# STORED DATA
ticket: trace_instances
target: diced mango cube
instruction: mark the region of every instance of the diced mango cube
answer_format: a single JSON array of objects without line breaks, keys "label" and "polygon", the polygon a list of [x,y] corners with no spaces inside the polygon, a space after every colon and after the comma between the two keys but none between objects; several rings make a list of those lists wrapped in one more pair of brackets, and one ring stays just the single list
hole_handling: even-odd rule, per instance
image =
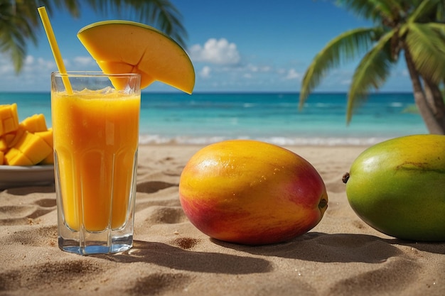
[{"label": "diced mango cube", "polygon": [[8,150],[8,143],[4,138],[0,138],[0,151],[6,151]]},{"label": "diced mango cube", "polygon": [[13,131],[12,133],[6,133],[4,135],[4,138],[6,141],[6,144],[8,145],[8,148],[11,148],[16,146],[18,140],[23,136],[25,133],[25,126],[19,124],[18,128],[16,131]]},{"label": "diced mango cube", "polygon": [[[53,148],[53,128],[50,128],[48,131],[38,131],[34,133],[36,136],[38,136],[42,138],[48,145]],[[54,164],[54,153],[50,153],[43,160],[41,163],[42,165],[53,165]]]},{"label": "diced mango cube", "polygon": [[33,165],[33,162],[26,155],[14,147],[5,154],[4,163],[9,165]]},{"label": "diced mango cube", "polygon": [[34,134],[43,138],[50,147],[53,148],[53,128],[50,128],[45,131],[38,131]]},{"label": "diced mango cube", "polygon": [[33,165],[38,164],[53,153],[53,148],[42,138],[28,131],[14,147],[29,158]]},{"label": "diced mango cube", "polygon": [[21,124],[23,126],[26,131],[31,133],[45,131],[48,129],[43,114],[34,114],[27,117],[21,122]]},{"label": "diced mango cube", "polygon": [[0,105],[0,136],[14,131],[18,128],[17,104]]}]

# PROBLEM
Take the listing above and restate it word for word, without its pictures.

# CORRECT ANSWER
ticket: trace_instances
target: diced mango cube
instruction: mark the region of every instance of the diced mango cube
answer_format: a single JSON array of objects without line breaks, keys "label" and "polygon", the polygon a list of [x,y] corners with no spaces inside the polygon, a space after every colon and after the comma between the two keys but none between objects; several rings make a list of those lists wrapped in one more pair of brackets, and one ring stays just the single list
hole_handling: even-odd rule, per instance
image =
[{"label": "diced mango cube", "polygon": [[8,150],[8,143],[4,138],[0,138],[0,151],[6,151]]},{"label": "diced mango cube", "polygon": [[13,131],[12,133],[6,133],[4,135],[4,138],[6,141],[6,144],[8,145],[8,148],[11,148],[16,146],[18,140],[23,136],[25,133],[25,126],[19,124],[18,128],[16,131]]},{"label": "diced mango cube", "polygon": [[[53,148],[53,128],[50,128],[48,131],[38,131],[34,133],[36,136],[38,136],[42,138],[48,145]],[[54,164],[54,153],[50,153],[43,160],[41,163],[42,165],[53,165]]]},{"label": "diced mango cube", "polygon": [[33,165],[33,162],[26,155],[14,147],[5,154],[4,163],[9,165]]},{"label": "diced mango cube", "polygon": [[34,134],[43,138],[50,147],[53,148],[53,128],[50,128],[45,131],[38,131]]},{"label": "diced mango cube", "polygon": [[33,165],[38,164],[53,153],[53,148],[42,138],[28,131],[14,147],[29,158]]},{"label": "diced mango cube", "polygon": [[21,124],[23,126],[26,131],[31,133],[45,131],[48,129],[43,114],[34,114],[27,117],[21,122]]},{"label": "diced mango cube", "polygon": [[0,105],[0,136],[14,131],[18,128],[17,104]]}]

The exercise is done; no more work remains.